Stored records
════════
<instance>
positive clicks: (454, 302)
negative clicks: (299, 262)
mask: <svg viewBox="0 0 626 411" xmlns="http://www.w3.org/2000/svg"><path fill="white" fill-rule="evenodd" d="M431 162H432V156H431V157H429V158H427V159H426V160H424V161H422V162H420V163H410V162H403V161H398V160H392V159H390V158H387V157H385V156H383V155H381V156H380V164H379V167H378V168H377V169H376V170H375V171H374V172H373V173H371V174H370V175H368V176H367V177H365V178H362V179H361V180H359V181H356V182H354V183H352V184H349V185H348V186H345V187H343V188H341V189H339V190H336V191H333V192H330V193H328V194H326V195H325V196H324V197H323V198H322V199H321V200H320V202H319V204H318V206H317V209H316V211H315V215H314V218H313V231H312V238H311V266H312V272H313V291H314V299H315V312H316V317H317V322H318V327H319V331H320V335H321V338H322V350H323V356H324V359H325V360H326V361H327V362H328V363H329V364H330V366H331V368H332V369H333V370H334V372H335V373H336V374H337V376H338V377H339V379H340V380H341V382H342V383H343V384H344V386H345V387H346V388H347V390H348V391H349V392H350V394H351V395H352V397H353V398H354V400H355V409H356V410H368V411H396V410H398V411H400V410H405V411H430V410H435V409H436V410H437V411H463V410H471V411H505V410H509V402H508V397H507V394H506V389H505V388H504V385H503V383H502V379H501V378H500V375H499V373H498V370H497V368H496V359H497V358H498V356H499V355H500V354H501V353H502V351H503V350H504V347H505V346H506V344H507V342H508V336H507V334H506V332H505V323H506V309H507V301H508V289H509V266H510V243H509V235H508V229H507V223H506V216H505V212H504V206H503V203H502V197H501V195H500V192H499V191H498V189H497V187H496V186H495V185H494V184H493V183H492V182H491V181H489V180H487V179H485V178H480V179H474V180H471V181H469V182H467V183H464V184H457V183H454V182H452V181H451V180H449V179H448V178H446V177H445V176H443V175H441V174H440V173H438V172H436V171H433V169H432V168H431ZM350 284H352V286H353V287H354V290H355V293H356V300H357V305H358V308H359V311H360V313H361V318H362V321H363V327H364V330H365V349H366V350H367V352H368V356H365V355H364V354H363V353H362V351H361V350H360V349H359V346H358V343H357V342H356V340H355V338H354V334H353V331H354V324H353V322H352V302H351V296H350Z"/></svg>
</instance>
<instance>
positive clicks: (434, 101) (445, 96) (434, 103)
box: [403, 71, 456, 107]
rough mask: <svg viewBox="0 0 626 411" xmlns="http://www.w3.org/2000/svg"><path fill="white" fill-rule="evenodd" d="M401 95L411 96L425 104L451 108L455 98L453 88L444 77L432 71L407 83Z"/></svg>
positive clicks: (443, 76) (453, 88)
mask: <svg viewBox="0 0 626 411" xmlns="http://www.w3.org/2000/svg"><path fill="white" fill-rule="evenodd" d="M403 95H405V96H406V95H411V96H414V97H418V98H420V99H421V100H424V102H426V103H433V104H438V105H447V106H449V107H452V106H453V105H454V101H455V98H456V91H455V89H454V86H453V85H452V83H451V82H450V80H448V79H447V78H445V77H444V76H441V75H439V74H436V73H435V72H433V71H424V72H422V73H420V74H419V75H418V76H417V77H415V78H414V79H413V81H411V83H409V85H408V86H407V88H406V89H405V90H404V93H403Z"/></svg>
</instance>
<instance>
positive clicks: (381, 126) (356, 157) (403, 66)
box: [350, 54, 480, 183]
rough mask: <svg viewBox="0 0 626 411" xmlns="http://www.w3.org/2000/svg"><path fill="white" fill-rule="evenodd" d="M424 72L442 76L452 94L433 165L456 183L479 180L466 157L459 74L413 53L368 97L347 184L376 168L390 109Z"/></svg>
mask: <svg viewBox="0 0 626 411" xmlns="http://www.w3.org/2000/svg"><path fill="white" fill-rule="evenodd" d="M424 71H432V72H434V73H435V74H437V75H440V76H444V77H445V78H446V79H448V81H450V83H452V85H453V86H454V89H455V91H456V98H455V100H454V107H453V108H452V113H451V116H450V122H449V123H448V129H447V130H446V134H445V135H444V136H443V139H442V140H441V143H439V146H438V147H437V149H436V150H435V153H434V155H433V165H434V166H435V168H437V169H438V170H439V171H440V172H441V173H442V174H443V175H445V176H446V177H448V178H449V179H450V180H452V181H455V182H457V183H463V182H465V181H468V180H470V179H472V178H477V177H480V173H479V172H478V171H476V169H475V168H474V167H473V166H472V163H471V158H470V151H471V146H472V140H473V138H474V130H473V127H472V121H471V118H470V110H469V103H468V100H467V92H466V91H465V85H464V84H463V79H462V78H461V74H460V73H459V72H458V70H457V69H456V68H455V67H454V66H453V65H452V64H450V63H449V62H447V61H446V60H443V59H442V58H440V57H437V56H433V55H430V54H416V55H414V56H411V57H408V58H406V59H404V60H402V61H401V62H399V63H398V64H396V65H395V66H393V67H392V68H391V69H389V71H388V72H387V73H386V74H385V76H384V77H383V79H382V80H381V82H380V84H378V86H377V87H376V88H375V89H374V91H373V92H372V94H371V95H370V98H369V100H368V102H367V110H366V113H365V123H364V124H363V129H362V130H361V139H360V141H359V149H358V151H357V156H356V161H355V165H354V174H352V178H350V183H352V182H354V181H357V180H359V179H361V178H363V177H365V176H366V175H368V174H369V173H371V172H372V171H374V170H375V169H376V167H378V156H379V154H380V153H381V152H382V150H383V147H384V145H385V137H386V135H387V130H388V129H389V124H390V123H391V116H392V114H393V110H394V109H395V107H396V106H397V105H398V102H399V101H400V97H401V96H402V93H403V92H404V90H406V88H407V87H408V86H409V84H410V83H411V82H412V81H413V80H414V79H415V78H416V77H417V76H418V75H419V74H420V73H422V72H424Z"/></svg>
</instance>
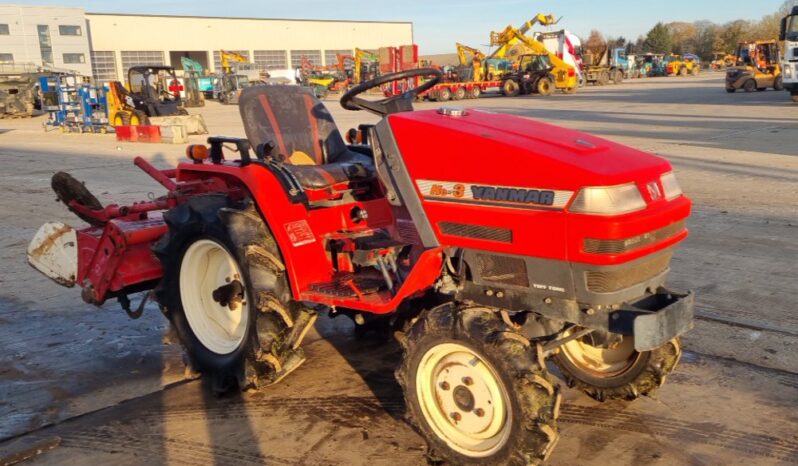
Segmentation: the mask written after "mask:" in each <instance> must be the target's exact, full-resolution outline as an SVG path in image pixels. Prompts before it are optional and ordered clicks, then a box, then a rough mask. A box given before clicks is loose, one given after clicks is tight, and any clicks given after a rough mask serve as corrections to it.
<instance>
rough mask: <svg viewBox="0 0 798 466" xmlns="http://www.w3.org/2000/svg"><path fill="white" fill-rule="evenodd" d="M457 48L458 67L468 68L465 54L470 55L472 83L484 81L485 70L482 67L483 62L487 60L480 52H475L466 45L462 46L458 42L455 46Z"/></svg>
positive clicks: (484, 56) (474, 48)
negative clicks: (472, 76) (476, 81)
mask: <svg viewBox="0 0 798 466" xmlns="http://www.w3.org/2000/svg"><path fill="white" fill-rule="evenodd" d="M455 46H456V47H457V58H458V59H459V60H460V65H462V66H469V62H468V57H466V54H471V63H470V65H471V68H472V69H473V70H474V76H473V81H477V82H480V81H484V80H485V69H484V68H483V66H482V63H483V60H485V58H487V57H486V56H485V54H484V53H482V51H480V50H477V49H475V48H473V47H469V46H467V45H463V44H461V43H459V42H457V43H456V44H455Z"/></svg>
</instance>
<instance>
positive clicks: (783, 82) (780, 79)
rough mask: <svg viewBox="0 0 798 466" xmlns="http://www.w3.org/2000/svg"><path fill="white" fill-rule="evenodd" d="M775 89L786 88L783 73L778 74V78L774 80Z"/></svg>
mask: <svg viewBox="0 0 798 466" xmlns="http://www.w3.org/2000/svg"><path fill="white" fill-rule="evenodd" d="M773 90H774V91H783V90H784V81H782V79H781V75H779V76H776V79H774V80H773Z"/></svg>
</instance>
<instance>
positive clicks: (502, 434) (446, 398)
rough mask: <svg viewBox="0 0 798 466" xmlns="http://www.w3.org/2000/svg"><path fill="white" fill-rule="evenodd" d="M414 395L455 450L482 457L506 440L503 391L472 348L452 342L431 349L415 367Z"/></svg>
════════
• PROBLEM: Please lay out the lines of the items, from the start through the line that contains "negative clicks: (299, 262)" with both ends included, as a JSON list of strings with one string per line and blank lines left out.

• SOLUTION:
[
  "<instance>",
  "positive clicks: (454, 302)",
  "negative clicks: (299, 262)"
]